Part of a data file ▸
⁂
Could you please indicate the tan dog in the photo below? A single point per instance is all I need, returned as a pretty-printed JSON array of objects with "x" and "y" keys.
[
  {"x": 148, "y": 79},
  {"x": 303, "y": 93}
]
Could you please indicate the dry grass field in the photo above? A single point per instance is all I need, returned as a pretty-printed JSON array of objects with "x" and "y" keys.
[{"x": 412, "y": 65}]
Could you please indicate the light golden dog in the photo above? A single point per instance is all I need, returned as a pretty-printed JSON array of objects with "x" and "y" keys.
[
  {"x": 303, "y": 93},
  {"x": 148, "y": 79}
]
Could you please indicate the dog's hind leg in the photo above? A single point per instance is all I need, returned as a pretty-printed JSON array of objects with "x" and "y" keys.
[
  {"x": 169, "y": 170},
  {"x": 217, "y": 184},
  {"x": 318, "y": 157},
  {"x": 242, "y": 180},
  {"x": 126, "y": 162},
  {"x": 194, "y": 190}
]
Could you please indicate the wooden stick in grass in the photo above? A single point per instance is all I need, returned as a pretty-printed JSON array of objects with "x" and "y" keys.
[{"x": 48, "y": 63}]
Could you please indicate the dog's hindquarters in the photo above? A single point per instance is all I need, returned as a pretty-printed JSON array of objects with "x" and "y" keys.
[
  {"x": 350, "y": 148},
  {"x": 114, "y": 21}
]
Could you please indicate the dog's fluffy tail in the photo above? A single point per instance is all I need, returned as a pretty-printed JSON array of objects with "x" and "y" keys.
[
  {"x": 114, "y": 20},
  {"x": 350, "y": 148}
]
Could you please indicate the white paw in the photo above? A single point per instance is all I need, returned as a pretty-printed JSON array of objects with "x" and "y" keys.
⁂
Work required ▸
Rewrite all the items above, changing "A single point" to "One point" wherever it occurs and keeping everything else the same.

Exercise solution ▸
Could you please indicate the tan dog in the photo below? One point per instance is all I need, returned as a pretty-printed JSON array of objects with "x" and "y" keys.
[
  {"x": 148, "y": 79},
  {"x": 303, "y": 93}
]
Could you please indicate the dry grass field in the photo above? One point per instance is all I need, returned as a pretty-printed JSON array of objects with "x" and "y" keys.
[{"x": 412, "y": 65}]
Could you please indicate the light golden dog in the photo above? One point per instance is all I need, returned as a pretty-printed JSON array of objects with "x" and "y" keys.
[
  {"x": 303, "y": 93},
  {"x": 148, "y": 79}
]
Could you please indicate the dog's hind leg in the photo above? One point per instance is all I need, returned as a pretty-printed JSON array of objects with "x" and "y" keys.
[
  {"x": 169, "y": 170},
  {"x": 217, "y": 184},
  {"x": 318, "y": 157},
  {"x": 242, "y": 180},
  {"x": 126, "y": 162},
  {"x": 194, "y": 190}
]
Could you please indicate the wooden stick in grass in the photo above? One point per instance is all I need, returned as a pretty-printed JSON array of objects with "x" and "y" keys.
[{"x": 48, "y": 63}]
Could you please indicate the dog's hindquarters in the photo above? One point per instance is all I need, returned as a pretty-printed JSON array of objects with "x" and "y" keys.
[
  {"x": 350, "y": 148},
  {"x": 114, "y": 21}
]
Could you please indicate the dog's fluffy tail in the photo above? One point per instance is all I need, returned as a pretty-printed JSON array of objects with "x" and "y" keys.
[
  {"x": 114, "y": 20},
  {"x": 350, "y": 148}
]
Could you please indicate the white paw in the photo above? One point per instance is all I need, returned as a pretty-printed JSON array of objects with "x" and "y" keys.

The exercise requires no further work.